=== DATASET EXTRACT ===

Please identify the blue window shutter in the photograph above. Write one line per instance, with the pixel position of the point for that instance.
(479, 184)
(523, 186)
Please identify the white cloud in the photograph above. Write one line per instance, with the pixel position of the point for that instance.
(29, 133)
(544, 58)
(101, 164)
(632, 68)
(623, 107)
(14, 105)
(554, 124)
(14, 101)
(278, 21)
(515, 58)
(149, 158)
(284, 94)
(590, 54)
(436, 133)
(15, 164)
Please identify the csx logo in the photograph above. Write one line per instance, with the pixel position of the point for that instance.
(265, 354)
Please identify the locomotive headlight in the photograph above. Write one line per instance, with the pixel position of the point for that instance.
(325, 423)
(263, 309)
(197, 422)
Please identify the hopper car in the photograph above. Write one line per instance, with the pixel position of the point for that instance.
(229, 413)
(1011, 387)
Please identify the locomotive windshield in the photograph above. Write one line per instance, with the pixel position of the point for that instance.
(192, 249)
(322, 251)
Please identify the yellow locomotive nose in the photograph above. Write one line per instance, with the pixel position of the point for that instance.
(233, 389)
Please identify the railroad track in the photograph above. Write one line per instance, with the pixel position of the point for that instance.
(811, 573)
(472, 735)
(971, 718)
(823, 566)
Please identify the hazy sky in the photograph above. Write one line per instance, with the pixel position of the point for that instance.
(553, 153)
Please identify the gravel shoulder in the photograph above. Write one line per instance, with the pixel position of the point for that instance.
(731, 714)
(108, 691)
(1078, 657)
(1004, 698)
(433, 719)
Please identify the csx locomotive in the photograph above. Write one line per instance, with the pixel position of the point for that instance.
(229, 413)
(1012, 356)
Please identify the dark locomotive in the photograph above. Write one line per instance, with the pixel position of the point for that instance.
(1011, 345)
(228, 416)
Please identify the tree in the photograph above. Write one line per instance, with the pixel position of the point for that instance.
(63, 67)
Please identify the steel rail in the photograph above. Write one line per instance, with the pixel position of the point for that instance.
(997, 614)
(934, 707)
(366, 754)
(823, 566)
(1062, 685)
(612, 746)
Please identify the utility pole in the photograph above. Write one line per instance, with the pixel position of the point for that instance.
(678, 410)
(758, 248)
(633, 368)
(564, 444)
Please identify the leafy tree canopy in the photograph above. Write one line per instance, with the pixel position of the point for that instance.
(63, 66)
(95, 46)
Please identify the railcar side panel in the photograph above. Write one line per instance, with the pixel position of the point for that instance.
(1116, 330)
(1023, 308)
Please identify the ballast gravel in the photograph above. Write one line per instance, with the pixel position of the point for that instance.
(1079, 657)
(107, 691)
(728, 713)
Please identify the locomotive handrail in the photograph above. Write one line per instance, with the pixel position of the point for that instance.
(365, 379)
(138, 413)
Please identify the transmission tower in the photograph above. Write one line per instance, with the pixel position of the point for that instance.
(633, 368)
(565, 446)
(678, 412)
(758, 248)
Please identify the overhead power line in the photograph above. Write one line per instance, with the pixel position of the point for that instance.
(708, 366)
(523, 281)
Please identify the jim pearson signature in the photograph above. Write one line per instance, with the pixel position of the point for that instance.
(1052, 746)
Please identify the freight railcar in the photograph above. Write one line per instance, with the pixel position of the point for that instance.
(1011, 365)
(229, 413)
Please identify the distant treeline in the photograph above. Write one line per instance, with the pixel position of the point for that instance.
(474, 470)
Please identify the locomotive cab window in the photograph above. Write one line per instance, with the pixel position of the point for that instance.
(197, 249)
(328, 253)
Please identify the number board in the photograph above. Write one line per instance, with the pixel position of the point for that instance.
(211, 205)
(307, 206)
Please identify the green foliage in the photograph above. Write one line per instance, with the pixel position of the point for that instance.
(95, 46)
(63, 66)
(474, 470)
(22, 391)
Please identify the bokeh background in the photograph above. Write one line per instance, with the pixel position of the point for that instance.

===

_WHAT IS REQUIRED:_ Nothing should be left out: repeat all of the data exactly.

_WRITTEN ANSWER:_
Please identify the blue window shutter in the photograph above. Write one line per instance, with the pixel position of the point for that instance.
(479, 184)
(523, 186)
Please identify the white cloud in the photograph above. Write one line per instance, with the pixel position of the point for that instance.
(29, 133)
(544, 58)
(101, 164)
(632, 68)
(623, 107)
(14, 105)
(554, 124)
(14, 101)
(278, 21)
(515, 58)
(149, 158)
(284, 94)
(590, 54)
(436, 133)
(15, 164)
Please identify the csx logo in the photograph above. Write one line per instance, with the pixel position of the point for that instance.
(265, 354)
Please identify the locomotive headlight in the photograph above. Write one line per instance, with the pixel position of the point for that instance.
(325, 423)
(263, 309)
(197, 422)
Please identify the hopper car in the photograph above. Write one line per instance, with the pixel position of the point for that instance.
(229, 413)
(1011, 387)
Please identify the locomotive windshield in the photograph above. Write one line per instance, with the pixel position of the point for that instance.
(192, 249)
(322, 251)
Please identify the yellow locomotive nose in the photograph above. Write one line per instance, with the pixel position of the point for that instance.
(233, 389)
Please identify the railroad track in the photograph above. Write one line per instance, with the pixel position of the point for that instance.
(811, 573)
(472, 735)
(971, 718)
(823, 566)
Please identify the hazy sky in the photograph above. Write one line per instance, with the pixel position of the point for that instance.
(553, 153)
Please identify the gravel shoulder in the photograph above. Write one line per instance, with the pixel position of the point for that instance.
(731, 714)
(108, 691)
(1078, 657)
(1004, 698)
(433, 719)
Please identify the csx locomotive in the photograph above. Write one line per instance, with the pixel position of the point for that instance.
(229, 413)
(1012, 356)
Please identify the dark locomotive in the photograph above. Write one line per instance, with the pixel position of the point for that instance.
(1011, 345)
(228, 416)
Please identify the tree in the photograph above. Write one line per instance, with the pixel position of the point for that instance.
(63, 67)
Please identify the steel rail in the photograph above. Write one line per instance, with the pixel position of the point for that instance.
(997, 614)
(934, 707)
(366, 754)
(823, 566)
(1062, 685)
(612, 746)
Please identify the utility pole in the photograph above. Write one line per instance, with the pixel position of the point for that instance.
(678, 410)
(758, 248)
(633, 368)
(564, 444)
Please identify the leafy tree canopy in the photograph above. Write one line per instance, with the pixel position of the point for that instance.
(63, 66)
(95, 46)
Please identify the railcar side panel in the photograph above. Write one line per instance, with the pixel position of the point for that instance.
(1116, 330)
(1023, 308)
Please identify the ballast gravel in the photograph above. Write one line per instance, with the pixel position of the point for that instance.
(1079, 657)
(107, 691)
(728, 713)
Please identify the locomotive handrail in the photograph above. Write one line per instance, with the pixel position of the point for that instance.
(365, 379)
(138, 413)
Please identify the transmission tower in the photograph above. Write one line per instance, with the pixel position of the point for that instance.
(633, 368)
(565, 446)
(678, 412)
(758, 248)
Please identify the overhead power line in the photograph above. Write one line per instance, with the pixel position of the point for that instance.
(708, 366)
(523, 281)
Please identify the jim pearson signature in the photograph above. Write one line per instance, with the pixel position of the point for that instance.
(1052, 746)
Please identify the freight railcar in the photograph above. Write one line per instance, with the pixel position of the point for that instance.
(1011, 365)
(229, 413)
Please identify the distant treeline in the photograph above. Write one line per instance, with the pixel position of the point for that instance.
(474, 470)
Please identify the locomotive cab window in the photograph above. Write one line per instance, with the pixel position of the point for that instance.
(197, 249)
(328, 253)
Please identify the number board in the photograph above. Write one line per instance, with the pixel position of the point for that instance.
(211, 205)
(307, 206)
Please identify the green foliage in the photograph above. Write one line per instance, with the pixel position of the point for that instance.
(95, 46)
(63, 66)
(474, 470)
(22, 391)
Please identify the bokeh background in the photograph above. Write one line per instance, with the pixel position of the point for that instance.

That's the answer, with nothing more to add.